INPUT FOR THIS TASK:
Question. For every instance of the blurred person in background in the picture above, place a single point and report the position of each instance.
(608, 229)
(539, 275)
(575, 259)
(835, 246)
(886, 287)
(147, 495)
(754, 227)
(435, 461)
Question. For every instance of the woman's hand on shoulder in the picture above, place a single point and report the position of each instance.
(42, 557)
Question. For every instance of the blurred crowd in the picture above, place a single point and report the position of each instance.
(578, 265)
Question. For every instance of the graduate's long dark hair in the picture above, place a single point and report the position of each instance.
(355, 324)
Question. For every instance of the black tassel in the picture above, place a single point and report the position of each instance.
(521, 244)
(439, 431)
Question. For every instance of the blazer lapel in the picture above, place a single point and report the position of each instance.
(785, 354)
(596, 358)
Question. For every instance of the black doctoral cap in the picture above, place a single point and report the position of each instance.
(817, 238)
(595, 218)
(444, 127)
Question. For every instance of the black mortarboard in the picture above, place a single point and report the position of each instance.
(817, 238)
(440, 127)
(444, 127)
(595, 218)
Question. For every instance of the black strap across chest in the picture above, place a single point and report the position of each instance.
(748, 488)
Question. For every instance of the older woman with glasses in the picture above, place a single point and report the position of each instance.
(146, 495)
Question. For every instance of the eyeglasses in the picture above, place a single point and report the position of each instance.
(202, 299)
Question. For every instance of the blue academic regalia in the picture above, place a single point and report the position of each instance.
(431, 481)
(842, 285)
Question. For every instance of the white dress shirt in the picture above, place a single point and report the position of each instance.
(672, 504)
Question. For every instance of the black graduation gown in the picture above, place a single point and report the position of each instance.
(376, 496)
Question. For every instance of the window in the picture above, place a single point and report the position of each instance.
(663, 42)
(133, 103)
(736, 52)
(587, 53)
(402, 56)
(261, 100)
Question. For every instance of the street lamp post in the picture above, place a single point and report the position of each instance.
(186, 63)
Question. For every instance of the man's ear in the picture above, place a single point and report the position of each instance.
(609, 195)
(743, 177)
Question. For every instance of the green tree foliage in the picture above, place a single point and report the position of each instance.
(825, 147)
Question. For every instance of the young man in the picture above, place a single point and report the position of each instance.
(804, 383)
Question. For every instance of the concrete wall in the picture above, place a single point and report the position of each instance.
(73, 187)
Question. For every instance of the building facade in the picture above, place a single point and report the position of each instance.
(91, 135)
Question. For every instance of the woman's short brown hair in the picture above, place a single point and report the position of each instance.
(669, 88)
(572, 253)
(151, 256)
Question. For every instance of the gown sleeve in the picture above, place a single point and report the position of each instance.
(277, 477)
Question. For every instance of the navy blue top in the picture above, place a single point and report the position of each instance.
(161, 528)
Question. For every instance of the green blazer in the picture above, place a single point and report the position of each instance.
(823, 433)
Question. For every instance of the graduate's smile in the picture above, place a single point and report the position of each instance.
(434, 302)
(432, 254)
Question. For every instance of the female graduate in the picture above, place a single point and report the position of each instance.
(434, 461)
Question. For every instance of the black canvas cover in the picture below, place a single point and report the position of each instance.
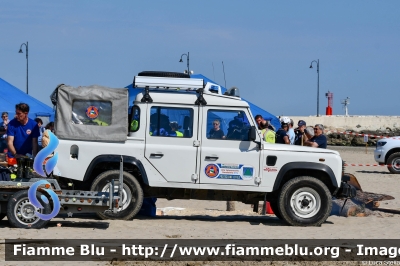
(92, 113)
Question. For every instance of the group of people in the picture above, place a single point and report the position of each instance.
(286, 134)
(22, 135)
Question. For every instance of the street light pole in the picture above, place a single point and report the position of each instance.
(26, 51)
(317, 62)
(187, 61)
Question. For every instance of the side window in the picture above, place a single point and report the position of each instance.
(134, 123)
(171, 122)
(227, 124)
(87, 112)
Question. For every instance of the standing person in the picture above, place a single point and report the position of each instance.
(41, 131)
(282, 136)
(301, 133)
(259, 119)
(3, 131)
(291, 132)
(268, 134)
(174, 129)
(216, 132)
(22, 133)
(319, 140)
(50, 126)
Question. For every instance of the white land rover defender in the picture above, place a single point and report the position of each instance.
(183, 139)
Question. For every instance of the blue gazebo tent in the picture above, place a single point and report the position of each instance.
(10, 96)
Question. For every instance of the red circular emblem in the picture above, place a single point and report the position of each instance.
(92, 112)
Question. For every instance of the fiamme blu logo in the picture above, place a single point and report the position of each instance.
(44, 164)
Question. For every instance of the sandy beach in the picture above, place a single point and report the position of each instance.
(209, 220)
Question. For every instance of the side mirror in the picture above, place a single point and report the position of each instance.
(252, 133)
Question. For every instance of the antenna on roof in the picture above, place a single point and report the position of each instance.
(213, 70)
(223, 69)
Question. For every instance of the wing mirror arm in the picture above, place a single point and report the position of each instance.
(253, 136)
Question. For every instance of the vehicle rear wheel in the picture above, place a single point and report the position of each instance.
(132, 194)
(21, 212)
(394, 163)
(304, 201)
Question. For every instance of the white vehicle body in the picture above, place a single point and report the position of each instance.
(182, 160)
(388, 152)
(238, 166)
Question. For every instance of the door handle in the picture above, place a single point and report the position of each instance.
(156, 155)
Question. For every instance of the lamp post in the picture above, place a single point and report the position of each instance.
(317, 62)
(187, 61)
(26, 51)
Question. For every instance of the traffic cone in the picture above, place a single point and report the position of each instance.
(268, 209)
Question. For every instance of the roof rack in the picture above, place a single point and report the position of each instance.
(171, 84)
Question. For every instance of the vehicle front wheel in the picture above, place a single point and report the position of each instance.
(394, 163)
(304, 201)
(21, 212)
(132, 194)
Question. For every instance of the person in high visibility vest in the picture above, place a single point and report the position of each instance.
(269, 135)
(174, 129)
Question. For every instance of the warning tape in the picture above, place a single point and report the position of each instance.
(384, 165)
(361, 135)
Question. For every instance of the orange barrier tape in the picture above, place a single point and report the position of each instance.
(361, 135)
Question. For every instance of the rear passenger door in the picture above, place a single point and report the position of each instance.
(172, 152)
(231, 159)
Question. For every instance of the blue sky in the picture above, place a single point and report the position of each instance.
(266, 47)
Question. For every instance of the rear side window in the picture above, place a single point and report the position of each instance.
(88, 112)
(171, 122)
(227, 125)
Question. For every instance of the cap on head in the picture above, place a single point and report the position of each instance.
(301, 123)
(285, 120)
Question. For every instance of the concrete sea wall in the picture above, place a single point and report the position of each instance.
(376, 125)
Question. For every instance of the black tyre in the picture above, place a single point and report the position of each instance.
(394, 163)
(164, 74)
(275, 209)
(132, 198)
(304, 201)
(21, 212)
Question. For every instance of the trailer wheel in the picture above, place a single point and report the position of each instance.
(394, 163)
(132, 194)
(304, 201)
(21, 212)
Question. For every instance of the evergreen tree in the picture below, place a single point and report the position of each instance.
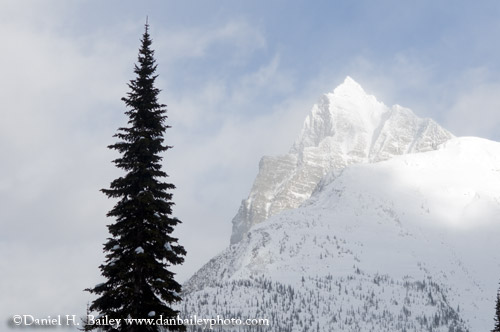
(140, 249)
(497, 314)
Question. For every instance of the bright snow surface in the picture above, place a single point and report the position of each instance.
(409, 243)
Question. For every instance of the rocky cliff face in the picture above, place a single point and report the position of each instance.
(345, 127)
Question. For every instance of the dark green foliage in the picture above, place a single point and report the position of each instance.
(140, 248)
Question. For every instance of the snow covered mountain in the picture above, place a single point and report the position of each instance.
(382, 239)
(346, 127)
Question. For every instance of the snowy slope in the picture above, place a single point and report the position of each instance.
(405, 244)
(345, 127)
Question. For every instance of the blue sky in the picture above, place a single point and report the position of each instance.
(238, 77)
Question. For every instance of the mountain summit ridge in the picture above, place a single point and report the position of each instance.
(345, 127)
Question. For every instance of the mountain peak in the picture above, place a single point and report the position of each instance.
(349, 85)
(346, 126)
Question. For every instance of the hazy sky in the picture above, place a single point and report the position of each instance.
(238, 77)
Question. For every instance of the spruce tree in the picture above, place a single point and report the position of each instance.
(140, 248)
(497, 314)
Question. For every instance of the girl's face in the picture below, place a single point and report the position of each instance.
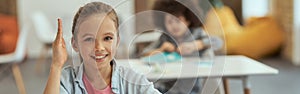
(97, 40)
(176, 26)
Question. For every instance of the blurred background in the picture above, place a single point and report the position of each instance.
(265, 30)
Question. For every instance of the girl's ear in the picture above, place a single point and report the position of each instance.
(74, 44)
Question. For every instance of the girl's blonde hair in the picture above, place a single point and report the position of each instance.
(92, 9)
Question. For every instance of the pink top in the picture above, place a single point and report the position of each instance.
(91, 90)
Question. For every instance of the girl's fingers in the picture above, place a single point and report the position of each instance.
(59, 30)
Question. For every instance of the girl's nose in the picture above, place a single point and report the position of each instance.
(99, 46)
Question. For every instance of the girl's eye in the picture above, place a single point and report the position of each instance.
(108, 38)
(89, 39)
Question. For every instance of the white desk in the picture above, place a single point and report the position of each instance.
(223, 66)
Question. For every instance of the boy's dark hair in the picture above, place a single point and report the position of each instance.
(177, 9)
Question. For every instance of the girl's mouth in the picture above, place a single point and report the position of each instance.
(99, 58)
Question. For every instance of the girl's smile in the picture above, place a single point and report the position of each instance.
(99, 57)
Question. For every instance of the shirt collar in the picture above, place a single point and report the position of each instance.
(114, 78)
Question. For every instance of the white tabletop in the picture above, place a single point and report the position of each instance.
(223, 66)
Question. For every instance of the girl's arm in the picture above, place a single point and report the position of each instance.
(59, 57)
(190, 47)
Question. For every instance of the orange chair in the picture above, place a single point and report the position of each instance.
(15, 56)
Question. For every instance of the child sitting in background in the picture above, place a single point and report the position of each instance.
(183, 34)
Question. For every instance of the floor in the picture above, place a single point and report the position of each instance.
(286, 82)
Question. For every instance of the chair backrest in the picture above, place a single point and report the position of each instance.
(19, 53)
(43, 28)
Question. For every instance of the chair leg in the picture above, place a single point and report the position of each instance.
(18, 78)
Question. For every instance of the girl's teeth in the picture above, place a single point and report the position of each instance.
(100, 57)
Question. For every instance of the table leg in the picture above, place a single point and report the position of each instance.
(18, 78)
(226, 85)
(246, 85)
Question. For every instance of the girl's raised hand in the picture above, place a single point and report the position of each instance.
(60, 55)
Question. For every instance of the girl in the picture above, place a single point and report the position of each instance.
(95, 37)
(183, 35)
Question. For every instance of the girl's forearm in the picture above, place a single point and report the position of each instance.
(53, 83)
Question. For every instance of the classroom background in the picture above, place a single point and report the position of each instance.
(264, 30)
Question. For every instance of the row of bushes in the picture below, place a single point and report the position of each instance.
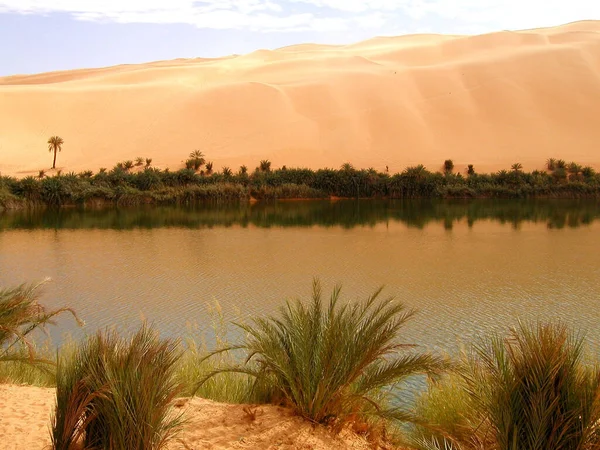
(335, 363)
(152, 185)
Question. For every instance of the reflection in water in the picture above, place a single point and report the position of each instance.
(501, 260)
(344, 213)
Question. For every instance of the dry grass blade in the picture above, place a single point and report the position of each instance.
(20, 315)
(331, 361)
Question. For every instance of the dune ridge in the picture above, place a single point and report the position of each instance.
(489, 100)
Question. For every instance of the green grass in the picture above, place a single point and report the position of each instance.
(528, 390)
(332, 363)
(117, 393)
(20, 316)
(194, 365)
(123, 188)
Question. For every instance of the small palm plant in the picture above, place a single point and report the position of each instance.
(332, 362)
(55, 144)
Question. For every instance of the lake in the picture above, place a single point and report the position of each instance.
(469, 267)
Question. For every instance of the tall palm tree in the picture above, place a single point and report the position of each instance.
(55, 144)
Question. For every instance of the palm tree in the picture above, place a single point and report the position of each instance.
(516, 167)
(55, 144)
(448, 166)
(331, 360)
(265, 165)
(574, 168)
(20, 316)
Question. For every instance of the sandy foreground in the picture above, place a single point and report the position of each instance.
(25, 420)
(489, 100)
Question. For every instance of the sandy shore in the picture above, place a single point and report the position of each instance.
(25, 420)
(489, 100)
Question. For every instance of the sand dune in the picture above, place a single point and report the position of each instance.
(488, 100)
(25, 413)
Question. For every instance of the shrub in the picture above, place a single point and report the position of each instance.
(21, 315)
(265, 165)
(332, 362)
(128, 165)
(533, 392)
(448, 166)
(117, 393)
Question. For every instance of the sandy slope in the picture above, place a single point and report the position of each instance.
(490, 100)
(25, 418)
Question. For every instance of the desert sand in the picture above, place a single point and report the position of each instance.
(489, 100)
(25, 420)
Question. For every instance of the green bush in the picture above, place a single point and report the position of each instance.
(529, 390)
(20, 315)
(117, 393)
(329, 361)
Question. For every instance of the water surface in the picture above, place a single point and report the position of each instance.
(468, 267)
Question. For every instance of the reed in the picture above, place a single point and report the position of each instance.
(117, 393)
(332, 363)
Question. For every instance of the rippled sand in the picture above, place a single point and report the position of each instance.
(489, 100)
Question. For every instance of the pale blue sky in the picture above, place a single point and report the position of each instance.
(44, 35)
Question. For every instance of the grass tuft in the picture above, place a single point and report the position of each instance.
(20, 316)
(117, 393)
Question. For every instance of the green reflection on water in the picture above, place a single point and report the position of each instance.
(345, 213)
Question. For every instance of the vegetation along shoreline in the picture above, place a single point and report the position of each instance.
(134, 183)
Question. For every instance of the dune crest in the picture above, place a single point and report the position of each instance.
(489, 100)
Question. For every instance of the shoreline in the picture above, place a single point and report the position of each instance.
(25, 411)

WHAT YOU ARE ASKED TO DO: Print exactly the lines from the one with "Question. For every instance of the dune crest" through the last line of the material, including both, and no others.

WRITTEN SOLUTION:
Question. For every instance of the dune crest in the picture above, place a single point and report the position of each instance.
(489, 100)
Question. For every instance of the shoreline in the picture above, place a single point and report the position of each instance.
(25, 411)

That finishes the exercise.